* Given request
Rewrite the entries starting at the line containing "Reviewer check: every instance of the spectator in red" and ending with the last entry, replacing "red shirt" with "red jacket" and keeping everything else the same.

## START

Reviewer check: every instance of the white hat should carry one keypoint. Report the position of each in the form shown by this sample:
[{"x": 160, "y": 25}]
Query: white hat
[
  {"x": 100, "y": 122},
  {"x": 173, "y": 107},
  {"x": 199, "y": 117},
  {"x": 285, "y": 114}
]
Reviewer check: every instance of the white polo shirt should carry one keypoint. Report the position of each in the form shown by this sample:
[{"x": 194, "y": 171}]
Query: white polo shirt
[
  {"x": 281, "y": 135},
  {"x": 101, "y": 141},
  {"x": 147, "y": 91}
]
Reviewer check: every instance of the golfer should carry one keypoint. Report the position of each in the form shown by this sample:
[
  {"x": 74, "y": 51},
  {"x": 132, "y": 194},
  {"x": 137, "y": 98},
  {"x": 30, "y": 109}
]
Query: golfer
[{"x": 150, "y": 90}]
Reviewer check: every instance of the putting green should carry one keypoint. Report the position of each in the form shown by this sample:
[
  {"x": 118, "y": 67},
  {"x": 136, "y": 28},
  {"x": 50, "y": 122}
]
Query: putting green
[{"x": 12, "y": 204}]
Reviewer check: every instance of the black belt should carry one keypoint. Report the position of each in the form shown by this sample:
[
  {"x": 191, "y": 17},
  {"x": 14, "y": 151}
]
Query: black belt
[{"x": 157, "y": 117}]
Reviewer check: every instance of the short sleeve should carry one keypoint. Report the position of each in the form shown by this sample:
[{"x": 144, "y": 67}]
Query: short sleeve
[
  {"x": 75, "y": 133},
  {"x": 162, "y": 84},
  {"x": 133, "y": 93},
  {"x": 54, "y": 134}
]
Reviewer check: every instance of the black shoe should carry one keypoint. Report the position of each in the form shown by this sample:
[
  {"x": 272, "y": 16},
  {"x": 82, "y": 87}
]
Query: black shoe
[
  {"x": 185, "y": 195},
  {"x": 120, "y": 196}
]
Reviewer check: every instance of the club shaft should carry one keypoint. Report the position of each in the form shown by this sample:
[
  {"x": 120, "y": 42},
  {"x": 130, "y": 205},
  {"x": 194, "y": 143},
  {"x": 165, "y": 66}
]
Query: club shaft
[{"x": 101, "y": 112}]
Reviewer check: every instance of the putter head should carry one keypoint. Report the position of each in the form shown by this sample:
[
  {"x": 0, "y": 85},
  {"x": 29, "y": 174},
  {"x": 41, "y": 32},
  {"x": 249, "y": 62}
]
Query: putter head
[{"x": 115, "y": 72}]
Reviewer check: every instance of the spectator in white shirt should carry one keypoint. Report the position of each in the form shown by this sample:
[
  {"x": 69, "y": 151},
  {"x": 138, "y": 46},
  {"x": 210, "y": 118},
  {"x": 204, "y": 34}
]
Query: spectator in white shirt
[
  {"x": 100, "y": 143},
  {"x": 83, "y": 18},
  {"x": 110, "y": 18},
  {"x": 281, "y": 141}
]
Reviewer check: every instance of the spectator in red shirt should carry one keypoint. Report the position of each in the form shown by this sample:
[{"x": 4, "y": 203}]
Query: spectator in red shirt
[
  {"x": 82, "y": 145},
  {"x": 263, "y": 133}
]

## END

* Task solution
Reviewer check: every instance of the spectator in red jacket should carry one keypoint. Report the position of each in the form shown by this sample:
[{"x": 4, "y": 203}]
Query: spectator in red jacket
[
  {"x": 82, "y": 145},
  {"x": 263, "y": 133}
]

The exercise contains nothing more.